__What to work on__.
Print out each entry below exactly, please.

__Material for the task__.

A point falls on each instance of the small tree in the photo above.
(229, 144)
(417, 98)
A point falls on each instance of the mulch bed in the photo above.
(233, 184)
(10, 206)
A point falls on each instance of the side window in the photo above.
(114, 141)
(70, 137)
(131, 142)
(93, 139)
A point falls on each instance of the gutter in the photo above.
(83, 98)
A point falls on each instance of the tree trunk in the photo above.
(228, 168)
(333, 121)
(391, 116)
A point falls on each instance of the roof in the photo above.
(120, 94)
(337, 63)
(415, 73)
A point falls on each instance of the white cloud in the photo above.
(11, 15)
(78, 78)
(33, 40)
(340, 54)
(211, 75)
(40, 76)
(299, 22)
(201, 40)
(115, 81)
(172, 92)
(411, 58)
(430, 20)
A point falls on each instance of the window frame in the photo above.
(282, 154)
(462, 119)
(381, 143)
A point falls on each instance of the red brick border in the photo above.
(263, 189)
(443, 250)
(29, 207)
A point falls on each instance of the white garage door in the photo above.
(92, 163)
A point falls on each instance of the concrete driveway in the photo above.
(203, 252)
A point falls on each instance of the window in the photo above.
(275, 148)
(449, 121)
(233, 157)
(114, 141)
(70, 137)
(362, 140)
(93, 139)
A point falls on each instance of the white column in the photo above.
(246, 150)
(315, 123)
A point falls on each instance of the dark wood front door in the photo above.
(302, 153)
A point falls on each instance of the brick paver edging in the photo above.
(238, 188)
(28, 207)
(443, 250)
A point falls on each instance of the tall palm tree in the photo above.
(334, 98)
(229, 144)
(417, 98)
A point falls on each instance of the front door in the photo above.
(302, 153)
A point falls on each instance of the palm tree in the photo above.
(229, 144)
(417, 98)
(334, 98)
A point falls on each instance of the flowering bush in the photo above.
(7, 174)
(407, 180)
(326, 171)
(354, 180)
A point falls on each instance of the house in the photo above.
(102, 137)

__Finished exercise__.
A point falls on each instance of the small tree in the photo above.
(229, 144)
(417, 98)
A point falls on each instance of the mulch bed in the photo above.
(233, 184)
(10, 206)
A point falls on each instance of the side window in the photo above.
(114, 141)
(70, 137)
(131, 142)
(93, 139)
A point falls on each instance of the gutter in the photo above.
(83, 98)
A point falls on each instance of the tree trunk in the photo above.
(228, 168)
(333, 121)
(391, 116)
A point falls on each instance of the roof in the photo above.
(120, 94)
(337, 63)
(415, 73)
A point falls on each instance of the white cloud in the photo above.
(11, 15)
(78, 78)
(33, 40)
(340, 54)
(211, 75)
(40, 76)
(299, 22)
(201, 40)
(115, 81)
(172, 92)
(411, 58)
(430, 20)
A point falls on each instance of the window frame in the photo above.
(282, 154)
(462, 119)
(381, 143)
A point falls on each instance of the red brick border in the photo above.
(263, 189)
(443, 250)
(29, 207)
A point falls on each instance of the white garage door in the photo above.
(92, 163)
A point falls on each instance of the concrete driveway in the photo above.
(203, 252)
A point falls on each instance of the window in the photo above.
(275, 148)
(449, 121)
(233, 157)
(114, 141)
(70, 137)
(362, 140)
(93, 139)
A point falls on each instance of the white column in the photo above.
(246, 150)
(315, 123)
A point falls on each instance of the dark wood front door in the photo above.
(302, 153)
A point falls on each instance of the brick paver edging in the photo above.
(238, 188)
(28, 207)
(443, 250)
A point falls on each instance of the tall palm tree in the photo above.
(334, 98)
(229, 144)
(417, 98)
A point falls on each instance of the front door in the photo above.
(302, 153)
A point falls on each instance of the palm tree in the photo above.
(229, 144)
(417, 98)
(334, 98)
A point falls on each instance of the flowering bush in the photo above.
(7, 174)
(407, 180)
(326, 171)
(354, 180)
A point falls on each instance of the house in the photo above.
(102, 137)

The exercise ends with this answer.